> [Problem description]: Exactly as they appear, output all of the entries.

> [Stored records]:
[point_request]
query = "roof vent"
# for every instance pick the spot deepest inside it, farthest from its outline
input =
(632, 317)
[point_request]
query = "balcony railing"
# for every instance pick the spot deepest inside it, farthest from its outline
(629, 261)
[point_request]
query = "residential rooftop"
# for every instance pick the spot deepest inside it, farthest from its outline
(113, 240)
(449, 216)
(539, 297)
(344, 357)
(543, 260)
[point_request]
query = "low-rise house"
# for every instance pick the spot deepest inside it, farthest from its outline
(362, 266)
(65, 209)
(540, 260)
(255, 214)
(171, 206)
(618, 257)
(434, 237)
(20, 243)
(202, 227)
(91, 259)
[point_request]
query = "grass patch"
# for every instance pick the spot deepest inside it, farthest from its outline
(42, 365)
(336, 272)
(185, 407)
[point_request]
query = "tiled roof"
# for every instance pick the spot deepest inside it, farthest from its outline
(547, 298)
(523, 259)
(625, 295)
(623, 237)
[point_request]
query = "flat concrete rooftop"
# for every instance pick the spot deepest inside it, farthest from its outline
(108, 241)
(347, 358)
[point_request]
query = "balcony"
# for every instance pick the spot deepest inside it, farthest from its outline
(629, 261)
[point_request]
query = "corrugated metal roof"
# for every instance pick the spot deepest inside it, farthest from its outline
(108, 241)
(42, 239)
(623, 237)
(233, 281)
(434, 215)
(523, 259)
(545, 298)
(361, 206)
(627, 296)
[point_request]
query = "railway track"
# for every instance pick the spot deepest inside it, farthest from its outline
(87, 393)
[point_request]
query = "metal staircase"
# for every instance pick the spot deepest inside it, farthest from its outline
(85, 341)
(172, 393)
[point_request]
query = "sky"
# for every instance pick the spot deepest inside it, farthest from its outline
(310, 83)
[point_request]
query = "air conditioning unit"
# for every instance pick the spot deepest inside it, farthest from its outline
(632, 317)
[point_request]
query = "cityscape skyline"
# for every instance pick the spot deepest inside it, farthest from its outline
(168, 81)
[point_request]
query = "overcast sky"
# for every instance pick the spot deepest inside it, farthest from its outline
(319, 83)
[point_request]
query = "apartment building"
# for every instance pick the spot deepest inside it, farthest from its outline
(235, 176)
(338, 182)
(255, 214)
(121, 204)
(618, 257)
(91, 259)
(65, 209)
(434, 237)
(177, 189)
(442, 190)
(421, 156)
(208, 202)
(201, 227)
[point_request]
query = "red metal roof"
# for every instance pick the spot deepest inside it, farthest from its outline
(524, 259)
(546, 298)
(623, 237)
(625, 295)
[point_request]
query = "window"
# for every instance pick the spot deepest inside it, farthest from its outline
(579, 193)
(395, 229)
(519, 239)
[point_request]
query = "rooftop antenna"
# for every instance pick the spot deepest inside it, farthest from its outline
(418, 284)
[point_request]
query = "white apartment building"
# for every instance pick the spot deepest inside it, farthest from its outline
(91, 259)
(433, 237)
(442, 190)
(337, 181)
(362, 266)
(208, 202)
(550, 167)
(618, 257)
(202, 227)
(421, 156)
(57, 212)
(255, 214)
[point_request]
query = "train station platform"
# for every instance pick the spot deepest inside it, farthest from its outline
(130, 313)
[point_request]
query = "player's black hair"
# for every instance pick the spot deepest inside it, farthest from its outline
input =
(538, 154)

> [Response below]:
[point_request]
query = "roof vent"
# for every instance pick the spot deepest inside it, farthest from its outline
input =
(632, 317)
[point_request]
query = "balcony railing"
# for every instance pick the spot deepest inside it, farthest from its outline
(629, 261)
[point_request]
query = "residential rooftop"
# for every instance pick the spot deepest inside it, farthest from its outline
(113, 240)
(449, 216)
(539, 297)
(344, 357)
(543, 260)
[point_request]
query = "low-rise house"
# for every instance pick the spot deepest inside it, farthest from its outline
(362, 266)
(65, 209)
(540, 260)
(255, 214)
(171, 206)
(618, 257)
(434, 237)
(20, 243)
(202, 227)
(91, 259)
[point_request]
query = "grass patch"
# for every instance pick the spot deepest inside it, farthest from its outline
(42, 365)
(336, 272)
(185, 407)
[point_request]
query = "tiled roof"
# for every instance pick the spot deepest inside it, farthest from its outline
(547, 298)
(523, 259)
(625, 295)
(623, 237)
[point_request]
query = "flat concrete rooftop"
# for every instance pick the spot deepest inside it, farthest from its outline
(108, 241)
(347, 358)
[point_request]
query = "balcony"
# for every instance pick the spot deepest inside it, farthest from its outline
(629, 261)
[point_request]
query = "corrugated metal roof"
# for every instance pick the spot deepest inside it, farthest from its outline
(108, 241)
(42, 239)
(623, 237)
(233, 281)
(434, 215)
(523, 259)
(545, 298)
(361, 206)
(627, 296)
[point_request]
query = "railway track"
# for every instance pick the spot deepest inside it, farthest from its outline
(87, 393)
[point_request]
query = "metal staircase"
# for every instance pick the spot deepest inside it, farthest from its outline
(85, 341)
(172, 393)
[point_request]
query = "sky"
# for every instance pick the spot deepest inside it, farthest from its outline
(310, 83)
[point_request]
query = "air conditioning unit"
# for every instance pick the spot deepest inside it, farthest from its outline
(632, 317)
[point_request]
query = "cityscape skyline"
# for every instance pick the spot deepest inside it, farthest from its outline
(168, 81)
[point_request]
query = "overcast sky"
# for every instance pick the spot deepest inside it, farthest from its outline
(319, 83)
[point_request]
query = "apartment building"
# for every instance pick the spot deepest inside it, farthest from its outline
(235, 176)
(338, 182)
(255, 214)
(121, 204)
(618, 257)
(91, 259)
(65, 209)
(434, 237)
(177, 189)
(442, 190)
(421, 156)
(208, 202)
(201, 227)
[point_request]
query = "red metal roof"
# for every instance pick the spot deepest inside it, farthest from its outline
(524, 259)
(546, 298)
(623, 237)
(625, 295)
[point_request]
query = "window"
# for every instance pick the spot deepest inside it, farthest from its outline
(579, 193)
(395, 229)
(519, 239)
[point_request]
query = "rooftop antenna"
# for every instance pick the spot deepest inside it, farthest from its outline
(418, 284)
[point_request]
query = "white apartment building"
# for every instance pick the spot deepest inside it, farthest from its outline
(91, 259)
(433, 237)
(442, 190)
(337, 181)
(362, 266)
(208, 202)
(550, 167)
(618, 257)
(202, 227)
(421, 156)
(57, 212)
(255, 214)
[point_request]
query = "train station platform"
# for every instance pick the spot deepest inside it, farthest from its outline
(130, 313)
[point_request]
query = "player's black hair"
# for every instance pick the spot deepest inside it, farthest from its outline
input =
(538, 154)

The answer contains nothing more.